# Your goal
Reproduce the material below with every "bounding box" replaced by "enclosing rectangle" and nothing else altered. Omit the pictures from your version.

# Input
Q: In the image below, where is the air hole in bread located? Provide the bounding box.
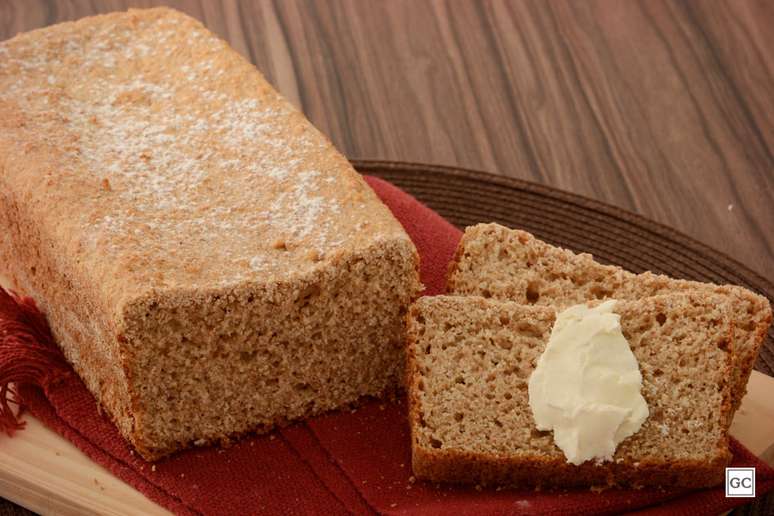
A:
[526,281,540,305]
[239,351,255,362]
[529,428,551,439]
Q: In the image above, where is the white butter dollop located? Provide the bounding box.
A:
[529,300,649,465]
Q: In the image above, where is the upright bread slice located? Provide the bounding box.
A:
[448,224,771,410]
[408,294,733,487]
[0,9,420,459]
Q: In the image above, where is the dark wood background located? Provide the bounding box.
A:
[0,0,774,278]
[0,0,774,514]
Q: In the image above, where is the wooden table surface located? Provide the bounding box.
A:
[0,0,774,511]
[0,0,774,277]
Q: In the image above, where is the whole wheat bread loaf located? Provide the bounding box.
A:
[447,224,771,410]
[0,8,420,459]
[407,294,733,487]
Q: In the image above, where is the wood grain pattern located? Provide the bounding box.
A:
[0,0,774,276]
[0,0,774,275]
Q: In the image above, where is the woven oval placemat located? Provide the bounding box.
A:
[360,160,774,376]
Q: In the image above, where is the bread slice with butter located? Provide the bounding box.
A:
[408,294,733,488]
[447,224,772,411]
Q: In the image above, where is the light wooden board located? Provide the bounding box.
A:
[0,371,774,515]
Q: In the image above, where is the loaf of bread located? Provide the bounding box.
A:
[0,9,420,459]
[408,294,733,488]
[448,224,771,410]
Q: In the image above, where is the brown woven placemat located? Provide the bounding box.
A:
[360,160,774,376]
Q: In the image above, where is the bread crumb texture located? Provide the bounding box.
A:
[408,294,733,487]
[448,224,772,409]
[0,8,419,458]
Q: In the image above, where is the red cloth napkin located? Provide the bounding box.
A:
[0,177,774,515]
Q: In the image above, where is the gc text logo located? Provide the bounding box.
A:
[726,468,755,498]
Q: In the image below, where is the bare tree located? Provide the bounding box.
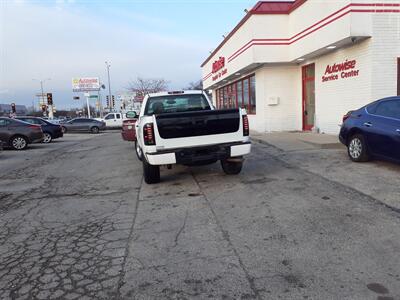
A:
[127,77,168,95]
[186,79,203,90]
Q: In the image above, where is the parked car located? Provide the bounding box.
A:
[96,110,137,128]
[135,91,251,184]
[61,118,106,133]
[16,116,63,144]
[121,111,137,142]
[339,97,400,162]
[0,117,44,150]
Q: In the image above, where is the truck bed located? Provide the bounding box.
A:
[156,109,240,139]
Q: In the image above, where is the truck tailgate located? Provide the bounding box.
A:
[156,109,240,139]
[147,109,249,153]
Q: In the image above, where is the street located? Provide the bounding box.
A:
[0,131,400,300]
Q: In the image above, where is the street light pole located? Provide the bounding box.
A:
[32,78,53,119]
[105,61,114,109]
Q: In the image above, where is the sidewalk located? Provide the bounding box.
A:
[250,132,344,151]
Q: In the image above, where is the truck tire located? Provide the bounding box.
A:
[142,157,160,184]
[221,159,243,175]
[135,140,142,160]
[90,126,100,134]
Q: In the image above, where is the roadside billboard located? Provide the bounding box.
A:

# Finished task
Q: In the image below, where is the air hole in bread located? Provide the enclosing rectangle.
A:
[526,281,540,305]
[239,351,255,362]
[529,428,551,439]
Q: In the image above, where is the white butter dollop located? Provide the enclosing rectangle.
A:
[529,300,649,465]
Q: In the image above, where is the upright bread slice located? Provide the enclosing rectangle.
A:
[448,224,771,410]
[408,294,733,487]
[0,9,420,459]
Q: In the image above, where is the dark wood background located? Provide the enclosing rectangle.
A:
[0,0,774,278]
[0,0,774,514]
Q: In the image above, where is the wooden table surface located? Provide the enclosing rectangle.
A:
[0,0,774,511]
[0,0,774,277]
Q: In the image above, where is the whole wheat bread loaf located? Provide the enclosing rectangle.
A:
[447,224,771,410]
[0,8,420,459]
[407,294,733,487]
Q: In the image above, where is the wood grain pattern located? Provide the enclosing rectangle.
A:
[0,0,774,276]
[0,0,774,275]
Q: In the image above, where is the woven oval placemat located? Provide the enclosing rectangle.
A:
[360,160,774,376]
Q: In the image above, where is the bread slice with butter located? Provide the enclosing rectangle.
A:
[408,294,733,488]
[447,224,772,411]
Q: In the image above, where is the light wooden board located? Provide the enclosing rectangle.
A:
[0,371,774,515]
Q: In the image above, where is the loaf of bread located? Provide the enclosing rectangle.
A:
[0,9,420,459]
[408,294,733,488]
[448,224,771,410]
Q: In the image above, where is the brown woven placemat located? Provide the enclosing rectangle.
A:
[360,160,774,376]
Q: In the image above, where is the bread crumb texture located? Provide the enclosing rectangle.
A:
[408,294,733,487]
[448,224,772,409]
[0,8,419,458]
Q: In the image above, where is the red cloth napkin located? Provide the enclosing rectangle.
A:
[0,177,774,515]
Q: In the image above, where is the gc text logo located? Provide the enclosing rectangle.
A:
[726,468,755,498]
Q: In the image below, where is the bare tree located? Provide the enclosing rectangle.
A:
[127,77,168,95]
[186,79,203,90]
Q: In the image above, where is the parked car located? Provide the enclosing rectangle.
A:
[96,110,137,128]
[135,91,251,184]
[61,118,106,133]
[16,116,63,144]
[121,111,137,142]
[339,97,400,162]
[0,117,44,150]
Q: In the image above, where is the truck bed located? Provide the enclosing rectangle.
A:
[156,109,240,139]
Q: In the image above, where is the truck tailgate located? Provide the enclosing rectangle.
A:
[156,109,240,139]
[147,109,249,153]
Q: In the image above, where is the street located? Provide the enclosing rectangle.
A:
[0,131,400,300]
Q: In the image above, where is the street light pole located? Provide the enclosing rectangle.
A:
[32,78,53,119]
[105,61,114,109]
Q: In the image above, where is the sidewalk located? Provide the enclosing rectangle.
A:
[250,132,344,151]
Q: In the image above, where is the truck tire located? Provide the enclosing rectangle.
A:
[142,157,160,184]
[221,159,243,175]
[135,140,142,160]
[90,126,100,134]
Q: In the image above, where is the roadside billboard located? Provide the enclosing rectangle.
A:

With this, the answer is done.